● **Selected excerpt**:
Strategic HR
After 30,000 layoffs, Amazon says it will hire 11,000 engineers in 2026

Despite deep job cuts, Amazon signals continued demand for software talent as AI reshapes how engineering work is done.
Amazon is cutting jobs and hiring at the same time.
Weeks after eliminating around 30,000 roles across late 2025 and early 2026, the company now plans to bring in 11,000 software developers, interns and engineers this year. The shift, outlined by AWS chief Matt Garman in an interview reported by India Today citing remarks at the AWS What’s Next event, reflects a recalibration rather than a retreat from hiring.
The message is clear. Headcount is being reduced in some areas, but demand for technical capability remains intact.
The reset behind the numbers
The scale of recent workforce changes is significant.
- Around 16,000 layoffs in January 2026
- Roughly 14,000 job cuts in late 2025
- Total reductions of about 30,000 roles
At the same time:
- Amazon plans to hire about 11,000 software developers and interns in 2026
The cuts have not been uniform. Reports indicate that even Amazon Web Services, long seen as a growth engine, saw reductions in managerial roles.
Garman framed the move as part of a broader alignment of skills with future demand. “We are hiring just as many software developers as we ever had inside of Amazon,” he said, adding that demand for such talent is “really accelerating.”
AI is changing the job, not removing it
The apparent contradiction between layoffs and hiring sits at the centre of a wider industry shift.
According to Garman, artificial intelligence is not reducing the need for engineers. It is altering what they do.
He pushed back against the idea that AI agents are eliminating roles, calling that narrative overstated. Instead, he described a shift in how work is executed.
- Routine coding, debugging and operational tasks are increasingly automated
- Engineers are moving towards system design, architecture and problem-solving
- Development cycles are compressing significantly with AI assistance
“The jobs will be a little bit different,” Garman said, noting that the importance of understanding how systems integrate is rising.
Inside Amazon, this transition is already visible. He cited examples where teams are resolving issues in minutes rather than weeks, and delivering projects in a fraction of earlier timelines using AI-supported tools.
Demand shifts from scale to capability
The hiring plan also signals a structural change in how Amazon is thinking about talent.
Rather than expanding workforce size across all functions, the company appears to be concentrating on specific capabilities. Software engineers, particularly those able to work with AI systems, remain central to that strategy.

● **Jobs**:
[A] According to the article on Amazon's layoffs and hiring, roughly how many roles did Amazon cut in January 2026?
[B] Write the next part of the article on Amazon's layoffs and engineering hiring, starting after its final sentence.

Location identification items:
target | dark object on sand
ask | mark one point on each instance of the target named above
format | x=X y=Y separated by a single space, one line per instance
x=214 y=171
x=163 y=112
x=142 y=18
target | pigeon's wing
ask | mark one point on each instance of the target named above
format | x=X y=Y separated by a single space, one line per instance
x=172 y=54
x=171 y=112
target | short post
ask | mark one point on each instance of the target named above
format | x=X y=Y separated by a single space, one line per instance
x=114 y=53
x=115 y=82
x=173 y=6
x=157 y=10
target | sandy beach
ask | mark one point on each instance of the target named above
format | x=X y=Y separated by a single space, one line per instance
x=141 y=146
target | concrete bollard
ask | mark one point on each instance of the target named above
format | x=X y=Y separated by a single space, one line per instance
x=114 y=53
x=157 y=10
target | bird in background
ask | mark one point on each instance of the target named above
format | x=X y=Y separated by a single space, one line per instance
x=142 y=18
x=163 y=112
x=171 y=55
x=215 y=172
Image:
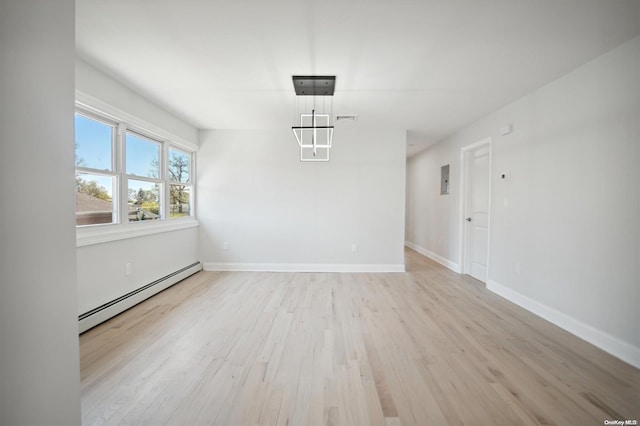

● **The answers**:
[A] Around 16,000.

[B]
This is consistent with how large technology firms are responding to automation. Headcount alone is no longer the metric. What matters is how effectively teams can deliver outcomes using a combination of human expertise and machine assistance.
Even as layoffs affected multiple teams, including parts of AWS, the continued intake of engineers suggests that core technical roles are being protected and expanded.
A broader industry signal
Amazon’s approach mirrors a wider pattern across the technology sector. Companies are reducing roles tied to traditional structures while continuing to invest in areas linked to AI, cloud and advanced engineering.
The result is a workforce that is not necessarily smaller, but differently composed.
- Fewer roles tied to routine execution
- Greater demand for specialised and system-level expertise
- Increased emphasis on adaptability and continuous learning
Garman’s comments underline this shift. AI, he said, is “exploding across every industry”, evolving faster than expected and reshaping how work gets done.
What comes next
Amazon’s twin moves highlight a transition phase rather than a steady state.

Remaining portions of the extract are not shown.